**Exercise task:** Rewrite the lines from the one containing "--target orange building" down to the one containing "[[48, 0], [41, 0], [41, 4], [46, 5], [48, 2]]", updating "chimney" to "smokestack" and keeping everything else unchanged.

Stored data entries:
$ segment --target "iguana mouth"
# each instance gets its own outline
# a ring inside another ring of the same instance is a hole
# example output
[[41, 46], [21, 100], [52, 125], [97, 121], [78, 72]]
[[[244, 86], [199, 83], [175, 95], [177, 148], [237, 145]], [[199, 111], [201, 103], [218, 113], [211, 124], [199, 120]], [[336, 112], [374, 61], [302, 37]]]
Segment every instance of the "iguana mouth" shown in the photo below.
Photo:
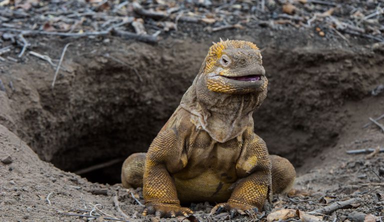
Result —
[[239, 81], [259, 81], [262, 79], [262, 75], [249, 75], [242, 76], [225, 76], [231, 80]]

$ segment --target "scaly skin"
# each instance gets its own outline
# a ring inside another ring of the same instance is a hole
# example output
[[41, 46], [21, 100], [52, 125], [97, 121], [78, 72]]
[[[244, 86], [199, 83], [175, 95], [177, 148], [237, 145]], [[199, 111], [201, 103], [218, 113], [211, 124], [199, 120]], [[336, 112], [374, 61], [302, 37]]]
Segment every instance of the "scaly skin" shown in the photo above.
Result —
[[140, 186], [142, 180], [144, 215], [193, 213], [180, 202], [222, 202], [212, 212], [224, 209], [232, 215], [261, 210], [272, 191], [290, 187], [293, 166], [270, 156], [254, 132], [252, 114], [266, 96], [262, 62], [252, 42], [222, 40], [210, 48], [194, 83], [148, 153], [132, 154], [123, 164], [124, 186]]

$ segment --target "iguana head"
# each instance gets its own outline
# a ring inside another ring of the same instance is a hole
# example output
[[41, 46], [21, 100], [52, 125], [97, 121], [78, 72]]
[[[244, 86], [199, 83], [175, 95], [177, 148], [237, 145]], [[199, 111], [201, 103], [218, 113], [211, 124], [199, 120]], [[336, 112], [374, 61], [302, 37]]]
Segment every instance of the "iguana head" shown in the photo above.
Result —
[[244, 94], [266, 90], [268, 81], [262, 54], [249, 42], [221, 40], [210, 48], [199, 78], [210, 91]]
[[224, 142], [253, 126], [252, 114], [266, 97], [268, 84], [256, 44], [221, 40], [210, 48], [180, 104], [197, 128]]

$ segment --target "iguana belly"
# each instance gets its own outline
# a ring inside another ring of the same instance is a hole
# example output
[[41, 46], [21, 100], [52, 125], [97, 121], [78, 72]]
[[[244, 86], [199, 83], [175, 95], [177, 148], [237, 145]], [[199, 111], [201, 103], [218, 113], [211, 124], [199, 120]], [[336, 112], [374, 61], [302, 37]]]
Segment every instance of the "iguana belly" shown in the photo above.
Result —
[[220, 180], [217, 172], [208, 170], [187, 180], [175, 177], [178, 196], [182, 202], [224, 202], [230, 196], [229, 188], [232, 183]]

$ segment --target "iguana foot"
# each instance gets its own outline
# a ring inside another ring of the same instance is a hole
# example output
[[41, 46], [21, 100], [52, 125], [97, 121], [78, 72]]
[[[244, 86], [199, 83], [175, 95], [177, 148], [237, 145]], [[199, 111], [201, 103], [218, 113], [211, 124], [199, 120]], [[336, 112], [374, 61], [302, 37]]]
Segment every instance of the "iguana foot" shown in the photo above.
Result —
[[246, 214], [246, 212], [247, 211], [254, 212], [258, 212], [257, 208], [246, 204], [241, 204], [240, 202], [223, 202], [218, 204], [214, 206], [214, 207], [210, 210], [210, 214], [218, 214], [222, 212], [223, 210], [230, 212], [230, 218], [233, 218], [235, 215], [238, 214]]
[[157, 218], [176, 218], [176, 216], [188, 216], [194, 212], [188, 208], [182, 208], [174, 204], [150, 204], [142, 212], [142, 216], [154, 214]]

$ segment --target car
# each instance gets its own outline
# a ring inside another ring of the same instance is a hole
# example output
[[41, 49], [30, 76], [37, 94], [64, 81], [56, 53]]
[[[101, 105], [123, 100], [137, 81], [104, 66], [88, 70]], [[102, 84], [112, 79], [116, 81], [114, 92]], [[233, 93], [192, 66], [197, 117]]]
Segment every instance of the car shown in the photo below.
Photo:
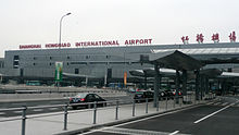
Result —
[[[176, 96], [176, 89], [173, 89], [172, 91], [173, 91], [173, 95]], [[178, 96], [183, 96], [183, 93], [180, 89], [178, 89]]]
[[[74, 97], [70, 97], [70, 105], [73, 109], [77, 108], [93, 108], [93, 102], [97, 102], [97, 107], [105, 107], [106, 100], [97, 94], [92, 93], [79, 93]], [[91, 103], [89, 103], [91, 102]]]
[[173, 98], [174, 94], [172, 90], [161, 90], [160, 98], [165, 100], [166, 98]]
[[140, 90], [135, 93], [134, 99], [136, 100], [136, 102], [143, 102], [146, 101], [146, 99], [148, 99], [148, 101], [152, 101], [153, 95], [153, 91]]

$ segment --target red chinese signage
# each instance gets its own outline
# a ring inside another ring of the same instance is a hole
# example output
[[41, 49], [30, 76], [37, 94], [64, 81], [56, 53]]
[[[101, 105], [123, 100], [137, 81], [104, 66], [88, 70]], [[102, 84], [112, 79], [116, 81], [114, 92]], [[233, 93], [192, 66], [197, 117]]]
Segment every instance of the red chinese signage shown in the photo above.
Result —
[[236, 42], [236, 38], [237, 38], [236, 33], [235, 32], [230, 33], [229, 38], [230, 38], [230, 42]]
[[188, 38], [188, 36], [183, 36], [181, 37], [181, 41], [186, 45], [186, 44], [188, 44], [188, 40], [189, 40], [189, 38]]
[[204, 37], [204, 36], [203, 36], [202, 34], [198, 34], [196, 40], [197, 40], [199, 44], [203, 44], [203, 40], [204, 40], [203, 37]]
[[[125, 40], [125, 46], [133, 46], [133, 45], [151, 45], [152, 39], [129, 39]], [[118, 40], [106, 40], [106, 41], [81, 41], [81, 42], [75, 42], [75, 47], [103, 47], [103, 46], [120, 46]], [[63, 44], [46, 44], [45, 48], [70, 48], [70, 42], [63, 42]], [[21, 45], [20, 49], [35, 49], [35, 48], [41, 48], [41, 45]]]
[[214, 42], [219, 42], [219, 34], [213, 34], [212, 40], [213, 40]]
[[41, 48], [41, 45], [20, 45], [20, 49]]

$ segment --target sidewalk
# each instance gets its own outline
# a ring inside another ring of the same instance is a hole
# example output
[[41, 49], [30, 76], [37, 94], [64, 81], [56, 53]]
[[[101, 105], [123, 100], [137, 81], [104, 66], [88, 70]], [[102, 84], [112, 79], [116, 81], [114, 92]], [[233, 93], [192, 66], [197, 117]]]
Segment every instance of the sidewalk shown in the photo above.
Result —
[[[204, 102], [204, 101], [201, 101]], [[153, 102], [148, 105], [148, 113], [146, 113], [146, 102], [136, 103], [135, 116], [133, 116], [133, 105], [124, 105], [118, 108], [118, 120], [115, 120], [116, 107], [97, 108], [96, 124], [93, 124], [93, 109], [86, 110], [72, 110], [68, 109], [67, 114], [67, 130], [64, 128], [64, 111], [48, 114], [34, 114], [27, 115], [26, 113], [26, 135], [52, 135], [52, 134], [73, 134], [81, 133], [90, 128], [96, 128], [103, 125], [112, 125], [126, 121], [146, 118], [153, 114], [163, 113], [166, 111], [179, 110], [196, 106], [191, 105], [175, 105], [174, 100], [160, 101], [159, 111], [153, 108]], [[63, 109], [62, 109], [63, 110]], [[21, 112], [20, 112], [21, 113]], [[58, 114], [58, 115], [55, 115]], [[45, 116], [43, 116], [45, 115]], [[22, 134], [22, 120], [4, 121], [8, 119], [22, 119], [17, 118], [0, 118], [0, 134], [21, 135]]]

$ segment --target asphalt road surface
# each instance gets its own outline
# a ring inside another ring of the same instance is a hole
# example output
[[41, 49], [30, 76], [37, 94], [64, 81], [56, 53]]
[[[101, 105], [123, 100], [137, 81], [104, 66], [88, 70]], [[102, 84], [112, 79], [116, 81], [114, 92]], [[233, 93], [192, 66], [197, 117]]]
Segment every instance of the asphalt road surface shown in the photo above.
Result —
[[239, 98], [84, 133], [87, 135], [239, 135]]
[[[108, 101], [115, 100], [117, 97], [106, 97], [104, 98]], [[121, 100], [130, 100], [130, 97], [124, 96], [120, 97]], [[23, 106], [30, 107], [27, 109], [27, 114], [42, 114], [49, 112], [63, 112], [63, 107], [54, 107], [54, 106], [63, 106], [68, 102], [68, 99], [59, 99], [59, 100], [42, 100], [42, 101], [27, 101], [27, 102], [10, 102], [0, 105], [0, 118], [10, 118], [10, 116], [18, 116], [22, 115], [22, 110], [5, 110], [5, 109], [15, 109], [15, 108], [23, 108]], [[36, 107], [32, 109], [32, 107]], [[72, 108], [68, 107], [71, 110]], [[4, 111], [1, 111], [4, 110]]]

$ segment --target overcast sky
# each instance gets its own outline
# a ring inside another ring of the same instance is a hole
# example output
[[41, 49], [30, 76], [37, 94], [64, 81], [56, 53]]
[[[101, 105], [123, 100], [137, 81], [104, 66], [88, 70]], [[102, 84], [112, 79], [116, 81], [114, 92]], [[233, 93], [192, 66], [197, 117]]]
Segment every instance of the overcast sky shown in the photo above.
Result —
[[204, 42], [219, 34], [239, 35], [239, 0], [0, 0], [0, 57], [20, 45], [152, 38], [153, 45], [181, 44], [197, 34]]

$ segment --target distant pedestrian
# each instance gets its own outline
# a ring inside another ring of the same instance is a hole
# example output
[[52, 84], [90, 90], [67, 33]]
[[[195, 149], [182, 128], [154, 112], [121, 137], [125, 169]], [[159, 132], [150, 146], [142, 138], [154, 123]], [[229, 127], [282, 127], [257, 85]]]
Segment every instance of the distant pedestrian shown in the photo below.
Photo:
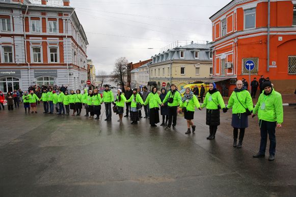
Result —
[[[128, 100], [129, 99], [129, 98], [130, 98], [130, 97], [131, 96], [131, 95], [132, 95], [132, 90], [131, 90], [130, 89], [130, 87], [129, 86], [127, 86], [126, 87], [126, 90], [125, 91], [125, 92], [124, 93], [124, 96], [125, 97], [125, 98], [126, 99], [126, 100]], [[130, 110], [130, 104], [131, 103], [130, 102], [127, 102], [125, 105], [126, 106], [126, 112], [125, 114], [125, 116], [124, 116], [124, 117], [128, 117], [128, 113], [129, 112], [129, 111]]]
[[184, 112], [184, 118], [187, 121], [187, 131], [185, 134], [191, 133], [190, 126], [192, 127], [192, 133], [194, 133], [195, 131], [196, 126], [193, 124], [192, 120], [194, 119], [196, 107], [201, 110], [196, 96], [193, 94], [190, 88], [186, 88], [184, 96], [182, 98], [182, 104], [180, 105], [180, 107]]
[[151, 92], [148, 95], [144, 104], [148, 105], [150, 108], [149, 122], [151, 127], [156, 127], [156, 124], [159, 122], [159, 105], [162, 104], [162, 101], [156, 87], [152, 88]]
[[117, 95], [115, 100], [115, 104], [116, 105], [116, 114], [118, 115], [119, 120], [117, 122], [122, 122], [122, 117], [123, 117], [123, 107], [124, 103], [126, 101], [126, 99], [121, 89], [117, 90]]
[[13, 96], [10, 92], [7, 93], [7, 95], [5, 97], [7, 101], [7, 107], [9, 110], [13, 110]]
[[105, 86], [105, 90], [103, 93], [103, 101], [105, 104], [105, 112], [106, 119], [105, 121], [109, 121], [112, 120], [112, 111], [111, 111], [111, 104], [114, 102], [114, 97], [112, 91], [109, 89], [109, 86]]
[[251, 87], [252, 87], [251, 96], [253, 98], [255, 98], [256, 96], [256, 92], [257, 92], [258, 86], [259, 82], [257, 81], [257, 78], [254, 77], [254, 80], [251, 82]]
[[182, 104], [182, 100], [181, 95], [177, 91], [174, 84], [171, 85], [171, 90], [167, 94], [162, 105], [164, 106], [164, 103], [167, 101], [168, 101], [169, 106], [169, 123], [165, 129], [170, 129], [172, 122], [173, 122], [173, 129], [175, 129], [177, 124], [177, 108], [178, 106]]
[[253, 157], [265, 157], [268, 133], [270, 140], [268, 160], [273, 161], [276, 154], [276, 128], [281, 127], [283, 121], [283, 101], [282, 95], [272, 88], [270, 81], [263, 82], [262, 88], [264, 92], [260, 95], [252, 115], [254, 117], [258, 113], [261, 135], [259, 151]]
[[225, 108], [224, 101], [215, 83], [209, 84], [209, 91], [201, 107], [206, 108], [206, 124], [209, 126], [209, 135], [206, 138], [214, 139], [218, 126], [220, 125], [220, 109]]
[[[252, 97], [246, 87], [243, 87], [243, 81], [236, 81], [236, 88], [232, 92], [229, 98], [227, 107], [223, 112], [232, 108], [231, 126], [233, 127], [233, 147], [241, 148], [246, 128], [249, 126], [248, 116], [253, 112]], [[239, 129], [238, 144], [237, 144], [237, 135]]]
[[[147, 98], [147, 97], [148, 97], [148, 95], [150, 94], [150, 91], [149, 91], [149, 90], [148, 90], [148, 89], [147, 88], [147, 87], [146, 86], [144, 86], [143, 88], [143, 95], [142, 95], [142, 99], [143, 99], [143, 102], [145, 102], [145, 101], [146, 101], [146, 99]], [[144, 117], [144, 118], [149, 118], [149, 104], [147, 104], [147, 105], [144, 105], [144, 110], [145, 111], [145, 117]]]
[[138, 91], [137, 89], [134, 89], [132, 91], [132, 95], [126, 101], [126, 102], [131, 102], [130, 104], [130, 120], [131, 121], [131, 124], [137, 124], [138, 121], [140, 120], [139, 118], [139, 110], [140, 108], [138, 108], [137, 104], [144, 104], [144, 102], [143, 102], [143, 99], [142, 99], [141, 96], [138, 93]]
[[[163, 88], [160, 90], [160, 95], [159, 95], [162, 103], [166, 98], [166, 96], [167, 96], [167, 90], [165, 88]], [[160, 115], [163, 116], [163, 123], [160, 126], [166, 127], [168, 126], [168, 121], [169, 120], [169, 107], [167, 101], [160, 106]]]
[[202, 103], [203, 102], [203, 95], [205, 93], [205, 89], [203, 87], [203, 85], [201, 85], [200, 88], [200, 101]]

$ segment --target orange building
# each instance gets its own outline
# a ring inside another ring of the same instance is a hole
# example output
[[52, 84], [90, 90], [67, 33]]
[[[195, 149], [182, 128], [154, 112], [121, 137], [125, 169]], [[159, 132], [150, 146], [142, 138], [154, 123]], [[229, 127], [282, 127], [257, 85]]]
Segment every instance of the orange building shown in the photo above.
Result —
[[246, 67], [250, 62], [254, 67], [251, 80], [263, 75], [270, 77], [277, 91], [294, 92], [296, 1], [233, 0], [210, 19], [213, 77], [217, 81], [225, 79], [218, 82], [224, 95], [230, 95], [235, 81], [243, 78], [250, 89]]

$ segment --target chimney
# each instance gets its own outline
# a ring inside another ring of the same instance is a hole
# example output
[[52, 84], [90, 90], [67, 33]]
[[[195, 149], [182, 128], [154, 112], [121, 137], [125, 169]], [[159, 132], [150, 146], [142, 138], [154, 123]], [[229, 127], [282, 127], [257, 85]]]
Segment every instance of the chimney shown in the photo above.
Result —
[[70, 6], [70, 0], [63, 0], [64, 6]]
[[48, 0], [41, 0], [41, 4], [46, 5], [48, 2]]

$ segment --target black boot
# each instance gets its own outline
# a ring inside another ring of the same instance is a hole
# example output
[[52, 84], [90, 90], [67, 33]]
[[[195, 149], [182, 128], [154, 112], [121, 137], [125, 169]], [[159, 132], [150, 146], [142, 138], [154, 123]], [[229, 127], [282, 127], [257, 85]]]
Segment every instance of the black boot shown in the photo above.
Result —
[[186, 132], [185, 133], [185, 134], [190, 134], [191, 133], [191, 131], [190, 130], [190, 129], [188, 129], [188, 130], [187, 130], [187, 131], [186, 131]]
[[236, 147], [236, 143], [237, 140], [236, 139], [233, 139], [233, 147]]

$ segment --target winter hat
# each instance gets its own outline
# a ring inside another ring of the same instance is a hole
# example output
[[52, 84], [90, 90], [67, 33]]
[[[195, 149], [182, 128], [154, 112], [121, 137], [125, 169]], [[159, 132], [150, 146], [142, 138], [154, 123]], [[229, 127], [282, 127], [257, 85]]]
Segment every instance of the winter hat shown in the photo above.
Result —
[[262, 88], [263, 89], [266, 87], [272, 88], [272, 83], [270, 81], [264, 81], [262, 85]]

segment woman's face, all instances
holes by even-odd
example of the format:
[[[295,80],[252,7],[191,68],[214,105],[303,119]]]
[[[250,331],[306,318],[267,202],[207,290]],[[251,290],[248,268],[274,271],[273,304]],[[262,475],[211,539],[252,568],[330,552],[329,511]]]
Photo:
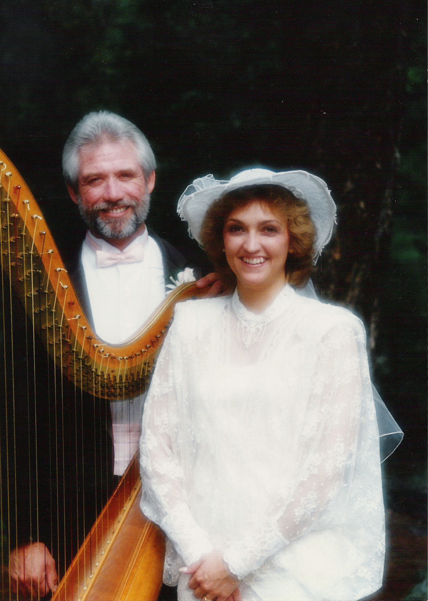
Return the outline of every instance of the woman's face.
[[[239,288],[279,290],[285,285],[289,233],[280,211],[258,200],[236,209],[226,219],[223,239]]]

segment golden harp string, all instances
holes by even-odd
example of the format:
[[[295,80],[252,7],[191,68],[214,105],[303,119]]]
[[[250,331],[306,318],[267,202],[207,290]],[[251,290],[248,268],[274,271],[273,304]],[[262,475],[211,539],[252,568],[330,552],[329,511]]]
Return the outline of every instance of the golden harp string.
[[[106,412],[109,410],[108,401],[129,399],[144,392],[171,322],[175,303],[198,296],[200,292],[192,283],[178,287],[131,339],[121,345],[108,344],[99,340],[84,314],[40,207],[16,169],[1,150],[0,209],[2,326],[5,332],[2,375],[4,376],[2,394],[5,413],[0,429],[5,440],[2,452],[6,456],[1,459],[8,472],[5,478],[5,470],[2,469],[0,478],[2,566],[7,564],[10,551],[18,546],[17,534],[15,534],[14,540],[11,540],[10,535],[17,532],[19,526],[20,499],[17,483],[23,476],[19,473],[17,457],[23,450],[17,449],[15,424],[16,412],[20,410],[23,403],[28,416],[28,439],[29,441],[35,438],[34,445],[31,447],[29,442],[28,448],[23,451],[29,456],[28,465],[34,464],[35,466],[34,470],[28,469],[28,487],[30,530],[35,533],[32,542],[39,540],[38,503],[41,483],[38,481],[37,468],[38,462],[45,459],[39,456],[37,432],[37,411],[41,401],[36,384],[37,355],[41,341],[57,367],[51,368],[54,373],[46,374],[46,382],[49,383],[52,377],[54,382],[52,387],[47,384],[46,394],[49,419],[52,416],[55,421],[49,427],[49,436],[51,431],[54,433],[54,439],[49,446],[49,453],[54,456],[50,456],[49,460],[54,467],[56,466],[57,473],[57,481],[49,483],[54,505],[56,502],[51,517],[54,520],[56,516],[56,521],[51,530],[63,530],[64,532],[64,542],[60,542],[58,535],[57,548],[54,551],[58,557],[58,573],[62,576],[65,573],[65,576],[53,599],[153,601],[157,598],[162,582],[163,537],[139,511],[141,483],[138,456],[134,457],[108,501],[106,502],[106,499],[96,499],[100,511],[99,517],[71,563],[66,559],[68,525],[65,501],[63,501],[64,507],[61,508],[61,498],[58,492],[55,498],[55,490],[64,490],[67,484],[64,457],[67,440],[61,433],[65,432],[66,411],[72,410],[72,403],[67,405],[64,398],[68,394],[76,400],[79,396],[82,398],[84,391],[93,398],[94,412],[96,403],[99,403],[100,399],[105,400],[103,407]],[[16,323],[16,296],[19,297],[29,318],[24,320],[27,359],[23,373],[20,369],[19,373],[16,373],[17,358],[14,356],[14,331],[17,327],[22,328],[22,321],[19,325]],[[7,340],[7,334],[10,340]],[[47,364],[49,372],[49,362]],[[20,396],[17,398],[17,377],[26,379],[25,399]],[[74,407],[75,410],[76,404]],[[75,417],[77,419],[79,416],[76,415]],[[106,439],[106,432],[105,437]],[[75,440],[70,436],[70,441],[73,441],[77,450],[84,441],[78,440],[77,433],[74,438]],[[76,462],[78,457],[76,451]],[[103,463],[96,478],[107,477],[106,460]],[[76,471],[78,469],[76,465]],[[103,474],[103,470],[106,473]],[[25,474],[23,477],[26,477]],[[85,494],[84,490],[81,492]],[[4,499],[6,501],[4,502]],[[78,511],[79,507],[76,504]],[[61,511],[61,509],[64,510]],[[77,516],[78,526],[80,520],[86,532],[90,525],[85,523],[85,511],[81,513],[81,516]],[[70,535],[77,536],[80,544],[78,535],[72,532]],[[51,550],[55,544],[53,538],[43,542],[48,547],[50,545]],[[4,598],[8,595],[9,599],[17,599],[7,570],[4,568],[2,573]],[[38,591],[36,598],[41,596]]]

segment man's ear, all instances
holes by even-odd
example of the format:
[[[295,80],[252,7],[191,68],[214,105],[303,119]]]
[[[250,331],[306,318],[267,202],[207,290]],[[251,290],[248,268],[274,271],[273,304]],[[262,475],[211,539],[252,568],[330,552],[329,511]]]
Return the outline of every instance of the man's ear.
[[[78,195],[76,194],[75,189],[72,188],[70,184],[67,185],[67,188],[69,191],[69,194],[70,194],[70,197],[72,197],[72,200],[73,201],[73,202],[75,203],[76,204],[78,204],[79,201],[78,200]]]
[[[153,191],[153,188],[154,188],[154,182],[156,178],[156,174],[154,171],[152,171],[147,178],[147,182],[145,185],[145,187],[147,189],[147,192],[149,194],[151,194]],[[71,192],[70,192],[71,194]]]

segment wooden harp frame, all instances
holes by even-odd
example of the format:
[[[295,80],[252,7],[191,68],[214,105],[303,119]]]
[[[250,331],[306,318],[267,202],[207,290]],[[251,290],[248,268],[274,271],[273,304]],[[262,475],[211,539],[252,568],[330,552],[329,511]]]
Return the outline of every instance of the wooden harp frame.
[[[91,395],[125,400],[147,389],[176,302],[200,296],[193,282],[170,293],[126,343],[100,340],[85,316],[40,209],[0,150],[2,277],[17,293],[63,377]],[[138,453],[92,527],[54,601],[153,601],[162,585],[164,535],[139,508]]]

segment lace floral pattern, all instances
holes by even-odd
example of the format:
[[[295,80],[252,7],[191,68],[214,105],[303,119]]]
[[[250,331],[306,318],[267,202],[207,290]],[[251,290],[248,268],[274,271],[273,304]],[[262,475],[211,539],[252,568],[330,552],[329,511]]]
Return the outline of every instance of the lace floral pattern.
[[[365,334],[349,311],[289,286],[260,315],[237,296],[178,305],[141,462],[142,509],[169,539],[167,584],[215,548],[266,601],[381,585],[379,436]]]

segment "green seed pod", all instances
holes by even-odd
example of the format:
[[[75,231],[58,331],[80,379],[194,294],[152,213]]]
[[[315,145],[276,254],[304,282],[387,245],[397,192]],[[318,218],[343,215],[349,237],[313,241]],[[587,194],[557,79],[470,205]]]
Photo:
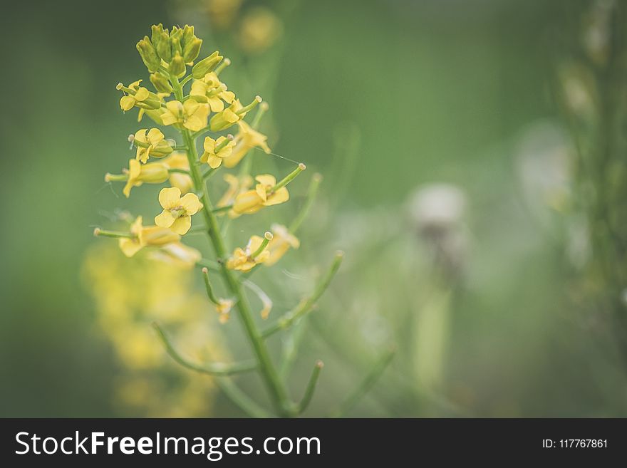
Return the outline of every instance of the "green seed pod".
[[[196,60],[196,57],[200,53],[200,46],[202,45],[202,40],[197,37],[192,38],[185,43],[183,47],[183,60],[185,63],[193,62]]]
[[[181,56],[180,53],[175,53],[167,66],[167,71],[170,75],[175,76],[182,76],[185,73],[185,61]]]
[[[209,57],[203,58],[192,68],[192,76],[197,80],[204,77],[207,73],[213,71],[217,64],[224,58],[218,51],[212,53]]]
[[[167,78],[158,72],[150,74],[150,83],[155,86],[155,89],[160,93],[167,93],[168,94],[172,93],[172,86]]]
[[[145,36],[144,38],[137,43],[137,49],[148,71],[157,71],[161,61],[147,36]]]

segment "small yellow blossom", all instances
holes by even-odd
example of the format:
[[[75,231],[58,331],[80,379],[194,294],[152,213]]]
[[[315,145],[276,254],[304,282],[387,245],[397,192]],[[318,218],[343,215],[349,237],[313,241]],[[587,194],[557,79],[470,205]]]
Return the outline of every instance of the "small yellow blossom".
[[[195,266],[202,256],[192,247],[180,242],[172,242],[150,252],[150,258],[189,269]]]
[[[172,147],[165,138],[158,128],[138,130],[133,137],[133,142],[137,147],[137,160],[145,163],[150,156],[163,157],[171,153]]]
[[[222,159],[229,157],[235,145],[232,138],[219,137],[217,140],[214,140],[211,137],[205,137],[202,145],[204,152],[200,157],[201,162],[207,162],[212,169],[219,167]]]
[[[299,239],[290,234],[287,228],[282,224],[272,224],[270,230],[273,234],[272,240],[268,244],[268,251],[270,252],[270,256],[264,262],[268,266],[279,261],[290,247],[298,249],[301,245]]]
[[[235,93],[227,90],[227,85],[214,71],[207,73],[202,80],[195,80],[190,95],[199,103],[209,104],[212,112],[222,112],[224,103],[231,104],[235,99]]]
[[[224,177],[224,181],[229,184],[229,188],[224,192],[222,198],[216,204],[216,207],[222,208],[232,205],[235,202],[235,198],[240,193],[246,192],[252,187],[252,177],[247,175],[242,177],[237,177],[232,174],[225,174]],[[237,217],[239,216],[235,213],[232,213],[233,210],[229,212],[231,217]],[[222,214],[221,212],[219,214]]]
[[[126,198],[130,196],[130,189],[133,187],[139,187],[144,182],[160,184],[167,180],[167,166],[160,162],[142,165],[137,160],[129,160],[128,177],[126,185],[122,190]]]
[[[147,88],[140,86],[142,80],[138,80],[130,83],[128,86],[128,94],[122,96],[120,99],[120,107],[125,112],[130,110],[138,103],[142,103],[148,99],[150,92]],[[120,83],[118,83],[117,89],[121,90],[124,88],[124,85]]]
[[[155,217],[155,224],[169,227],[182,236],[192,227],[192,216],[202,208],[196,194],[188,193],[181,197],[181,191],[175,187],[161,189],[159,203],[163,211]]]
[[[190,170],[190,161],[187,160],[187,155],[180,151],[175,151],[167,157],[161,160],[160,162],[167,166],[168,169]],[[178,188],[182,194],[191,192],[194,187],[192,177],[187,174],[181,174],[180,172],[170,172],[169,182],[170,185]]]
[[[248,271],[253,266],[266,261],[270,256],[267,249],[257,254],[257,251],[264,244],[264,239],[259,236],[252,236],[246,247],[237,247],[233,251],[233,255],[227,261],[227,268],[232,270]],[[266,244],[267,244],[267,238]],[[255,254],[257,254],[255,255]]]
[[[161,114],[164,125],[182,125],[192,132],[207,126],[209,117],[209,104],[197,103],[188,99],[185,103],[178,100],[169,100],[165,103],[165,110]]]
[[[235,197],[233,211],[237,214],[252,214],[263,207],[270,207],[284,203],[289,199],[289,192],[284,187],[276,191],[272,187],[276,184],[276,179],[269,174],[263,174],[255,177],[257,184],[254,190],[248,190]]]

**Correct output:**
$ segment --target orange building
# each instance gets its own outline
# a ring inside another ring of the same instance is a hole
# example output
[[52, 84], [90, 90], [67, 33]]
[[[195, 149], [182, 128], [154, 112], [121, 137], [125, 169]], [[159, 132], [150, 146], [142, 138], [154, 123]], [[229, 127], [282, 127], [257, 85]]]
Segment every instance of the orange building shown in the photo above.
Result —
[[246, 67], [250, 62], [254, 67], [251, 80], [263, 75], [270, 77], [277, 91], [294, 92], [296, 1], [233, 0], [210, 19], [213, 77], [217, 81], [225, 79], [218, 82], [224, 95], [230, 95], [235, 81], [243, 78], [250, 89]]

$ segment --target smokestack
# each instance gets its own outline
# a ring inside another ring of the same instance is a hole
# example output
[[52, 84], [90, 90], [67, 33]]
[[[195, 149], [182, 128], [154, 112], [121, 137], [125, 169]], [[159, 132], [150, 146], [142, 138], [154, 123]], [[229, 127], [282, 127], [257, 85]]]
Segment every instance of the smokestack shown in the photo above.
Result —
[[70, 6], [70, 0], [63, 0], [64, 6]]
[[48, 0], [41, 0], [41, 4], [46, 5], [48, 2]]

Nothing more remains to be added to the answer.